**Passage given:**
<<<<
During the June 24, 2021 hearing, both parties presented evidence of the derogatory statements they made to each other, appellant's alleged physical abuse of the four-year-old child, and injuries caused to respondent when appellant hit him with a door frame segment containing two nails. The trial court issued a three-year restraining order against appellant. The order also required her to move out of the residence and to enroll in a 52-week domestic violence program. After discussions with the parties, the trial court identified the terms of appellant's visitation with the four-year-old child.
Appellant filed a timely notice of appeal.
DISCUSSION
I. Applicable law and standard of review
The DVPA provides for the issuance of restraining orders to enjoin specific acts of abuse, defined under the statute to include "intentionally or recklessly caus[ing] or attempt[ing] to cause bodily injury," and "plac[ing] a person in reasonable apprehension of imminent serious bodily injury to that person or to another." (§ 6203, subd. (a)(1), (3).)
A trial court has discretion in determining whether to grant a petition for a restraining order under the DVPA. (In re Marriage of Fregoso &Hernandez (2016) 5 Cal.App.5th 698, 702.) We review such an order for abuse of that discretion. (Burquet v. Brumbaugh (2014) 223 Cal.App.4th 1140, 1143.) We also consider the evidence supporting such an order under the substantial evidence standard. (Ibid.) Under that standard, we determine whether, on the entire record, there is any substantial evidence, contradicted or uncontradicted supporting the trial court's findings. (Ibid.) We must accept as true all evidence supporting the trial court's findings and resolve every conflict in favor of the court's order. (Ibid.)
II. Appellant forfeited her challenge due to her onesided presentation of the evidence
Appellant contends the trial court erred in issuing a restraining order, arguing she acted in self-defense and was the victim of violence. "A party who challenges the sufficiency of the evidence to support a finding must set forth, discuss, and analyze all the evidence on that point, both favorable and unfavorable." (Doe v. Roman Catholic Archbishop of Cashel &Emly (2009) 177 Cal.App.4th 209, 218.) "An appellate court will consider the sufficiency of the evidence to support a given finding only after a party tenders such an issue together with a fair summary of the evidence bearing on the challenged finding, particularly including evidence that arguably supports it." (Huong Que, Inc. v. Luu (2007) 150 Cal.App.4th 400, 409-410.)
The presumption is that the record contains evidence to sustain every finding of fact, and, thus, an appellant who challenges a finding is required to set forth in the opening brief all the material evidence on that issue or finding and not merely evidence favorable to his or her position. (Foreman &Clark Corp. v. Fallon (1971) 3 Cal.3d 875, 881.) If they do not, the error is deemed waived. (Ibid.)
Here, appellant highlights the evidence that supports her arguments, e.g., respondent's derogatory language and her selfdefense. She fails to set forth, discuss, and analyze other evidence supporting the court's findings. Notably, she omits discussion of the following testimony: when respondent refused to let appellant inside, she broke down the door, seized a segment of the door frame with two nails that she used to strike and stab respondent. Appellant also neglects to discuss the trial court's finding that she was not credible because she gave conflicting testimony that "didn't make any sense." The result is that appellant's presentation is one-sided, inadequate, and warrants the conclusion she has forfeited any claim concerning the sufficiency of the evidence supporting the restraining order. Despite this, we address the merits of appellant's arguments on appeal.
>>>>
**Information shown:**
<<<<
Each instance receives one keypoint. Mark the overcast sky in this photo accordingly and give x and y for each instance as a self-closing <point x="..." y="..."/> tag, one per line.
>>>>
**Exercise set:**
#1 In the restraining-order appeal passage, why does the court hold that the appellant forfeited her challenge to the sufficiency of the evidence? Answer in one to three sentences.
#2 Can you write the next part of the restraining-order appeal passage, starting right after its final sentence?

**Answers by task:**
#1 An appellant who challenges a finding must set out all the material evidence on that point, favorable and unfavorable, and failing to do so waives the error. The appellant presented only evidence that helped her, such as the respondent's derogatory language and her self-defense. She left out the testimony that she broke down the door and struck and stabbed the respondent with a nail-studded door frame segment, and she left out the trial court's finding that she was not credible, which made her presentation one-sided and inadequate.

#2
III. Issuance of restraining order was not an abuse of discretion
Appellant argues no grounds existed for the restraining order, emphasizing she was the victim of the violence and highlighting the primary incident in 2019. The DVPA is intended "'to prevent acts of domestic violence, abuse, and sexual abuse and to provide for a separation of the persons involved in the domestic violence for a period sufficient to enable these persons to seek a resolution of the causes of the violence.'" (J.H. v. G.H. (2021) 63 Cal.App.5th 633, 640-641; see § 6220.) "Under the DVPA, a court may issue a protective order '"to restrain any person for the purpose of preventing a recurrence of domestic violence and ensuring a period of separation of the persons involved" upon "reasonable proof of a past act or acts of abuse."'" (In re Marriage of F.M. &M.M. (2021) 65 Cal.App.5th 106, 115.)
Here, the parties lived together and experienced a violent incident involving a broken door frame used as a weapon. Additionally, evidence was offered to support respondent's claim that appellant had injured their four-year-old child. Despite appellant's denial of the abuse and self-defense claim, the trial court found her to lack credibility.
While the door frame incident took place two years prior to the June 2021 hearing, "[t]he length of time since the most recent act of abuse is not, by itself, determinative." (§ 6301, subd. (c).) "The court shall consider the totality of the circumstances in determining whether to grant or deny a petition for relief." (Ibid.)
Further, the DVPA protects against more than just physical violence and threats. Disturbing the peace or "destroying the mental or emotional calm" of the other party is considered abuse under the DVPA. (In re Marriage of Nadkarni (2009) 173 Cal.App.4th 1483, 1498.) In addition to appellant's violent acts during the door frame incident, there was also evidence she had engaged in child abuse against the four year old in January 2021, and she disturbed the peace of the household by using derogatory terms to describe respondent and the children. As the parties were still living together, a restraining order would ensure a period of separation sufficient to enable the parties to seek a resolution of the causes of the violence. It was not an abuse of discretion to issue a restraining order to prevent the recurrence of violence and abuse.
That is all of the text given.